Document section »
-- Start --
Video available on YouTube, Facebook

 

It’s official. Corporal Willie Apiata is hot. And it’s not just his smouldering good looks or toned up body parts that do it for us. According to the recent ‘you sexy things feature’ in the Sunday Star Times magazine it’s because, with automatic rifle in hand and sizzling with 12 kinds of fire in his eyes, he strode purposefully from a building where he’d probably just wasted three baddies. [i]

 

Richard Dawkins and the Atheist Bus Campaign are probably on the wrong track. It’s not what we mean by God that’s the problem; it’s the power of destructive mythologies embedded in the human unconscious and which influence negative human behaviour that need debunking. 

 

The myth of redemptive violence that suggests we can be made safe and whole through violent actions is on the rise in our culture supported by heart warming stories and advertisements in the media courtesy of the military PR department. Strange that none of the ads enticing young people towards a leadership career in the military ever mentions that its central purpose is to apply the maximum amount of force on the enemy. But maybe Willie’s candid shots from Afghanistan have got that omission covered.
-- End --
Stored data »
-- Start --
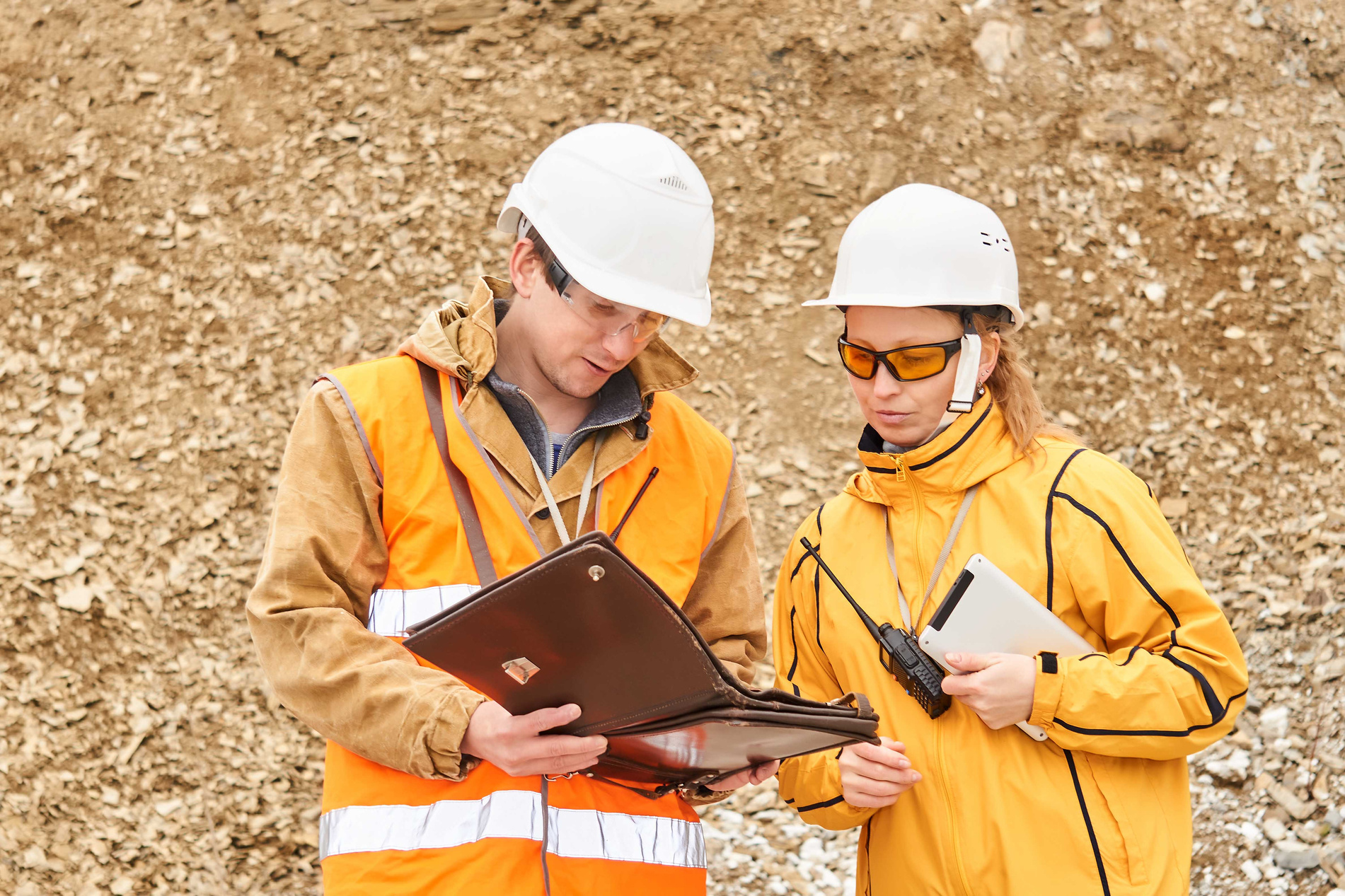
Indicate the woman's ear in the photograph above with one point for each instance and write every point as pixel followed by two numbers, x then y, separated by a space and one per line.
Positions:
pixel 989 354
pixel 524 264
-- End --
What is required » Reproduce the piece on Willie Apiata and the myth of redemptive violence word for word, in full.

Complete response »
Video available on YouTube, Facebook

 

It’s official. Corporal Willie Apiata is hot. And it’s not just his smouldering good looks or toned up body parts that do it for us. According to the recent ‘you sexy things feature’ in the Sunday Star Times magazine it’s because, with automatic rifle in hand and sizzling with 12 kinds of fire in his eyes, he strode purposefully from a building where he’d probably just wasted three baddies. [i]

 

Richard Dawkins and the Atheist Bus Campaign are probably on the wrong track. It’s not what we mean by God that’s the problem; it’s the power of destructive mythologies embedded in the human unconscious and which influence negative human behaviour that need debunking. 

 

The myth of redemptive violence that suggests we can be made safe and whole through violent actions is on the rise in our culture supported by heart warming stories and advertisements in the media courtesy of the military PR department. Strange that none of the ads enticing young people towards a leadership career in the military ever mentions that its central purpose is to apply the maximum amount of force on the enemy. But maybe Willie’s candid shots from Afghanistan have got that omission covered.